Job: In the records below, copy every line from the line with "of the green-edged" to the line with "column 610, row 1006", including both of those lines. Keep each character unchanged.
##########
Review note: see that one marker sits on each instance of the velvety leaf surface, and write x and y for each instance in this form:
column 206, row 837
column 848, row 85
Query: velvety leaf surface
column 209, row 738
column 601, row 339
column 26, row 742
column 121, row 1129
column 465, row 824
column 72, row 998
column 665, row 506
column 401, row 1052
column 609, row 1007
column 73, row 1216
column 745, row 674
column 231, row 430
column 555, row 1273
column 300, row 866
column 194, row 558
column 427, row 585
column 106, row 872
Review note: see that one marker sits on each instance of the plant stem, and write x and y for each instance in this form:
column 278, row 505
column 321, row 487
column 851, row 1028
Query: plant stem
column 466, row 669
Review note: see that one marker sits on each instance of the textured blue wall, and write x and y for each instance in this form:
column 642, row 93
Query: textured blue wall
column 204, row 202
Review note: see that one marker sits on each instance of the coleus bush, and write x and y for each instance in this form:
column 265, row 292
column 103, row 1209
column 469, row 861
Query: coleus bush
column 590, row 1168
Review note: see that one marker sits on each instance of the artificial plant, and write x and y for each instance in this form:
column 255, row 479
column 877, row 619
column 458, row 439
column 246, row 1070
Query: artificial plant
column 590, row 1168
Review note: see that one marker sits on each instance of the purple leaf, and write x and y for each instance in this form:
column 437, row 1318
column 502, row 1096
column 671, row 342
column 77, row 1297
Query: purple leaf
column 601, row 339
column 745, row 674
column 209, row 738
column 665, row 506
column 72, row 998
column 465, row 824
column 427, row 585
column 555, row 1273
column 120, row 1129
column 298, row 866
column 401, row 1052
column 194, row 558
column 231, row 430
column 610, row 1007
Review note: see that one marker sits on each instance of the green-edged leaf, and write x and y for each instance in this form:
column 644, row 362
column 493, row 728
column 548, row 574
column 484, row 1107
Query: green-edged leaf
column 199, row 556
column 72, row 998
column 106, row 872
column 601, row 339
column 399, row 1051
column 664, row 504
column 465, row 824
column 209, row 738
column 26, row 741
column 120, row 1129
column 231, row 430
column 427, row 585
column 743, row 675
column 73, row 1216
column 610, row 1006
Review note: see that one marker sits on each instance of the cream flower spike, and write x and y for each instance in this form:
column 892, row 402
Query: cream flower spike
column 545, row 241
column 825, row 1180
##########
Answer below:
Review note: see that one marker sits on each instance of the green-edged leaf, and write x and y for each instance in this form:
column 644, row 362
column 493, row 728
column 548, row 574
column 484, row 1107
Query: green-edged leaf
column 199, row 556
column 72, row 998
column 106, row 872
column 601, row 339
column 399, row 1051
column 664, row 504
column 465, row 824
column 209, row 738
column 26, row 741
column 120, row 1129
column 231, row 430
column 427, row 585
column 743, row 675
column 73, row 1216
column 610, row 1006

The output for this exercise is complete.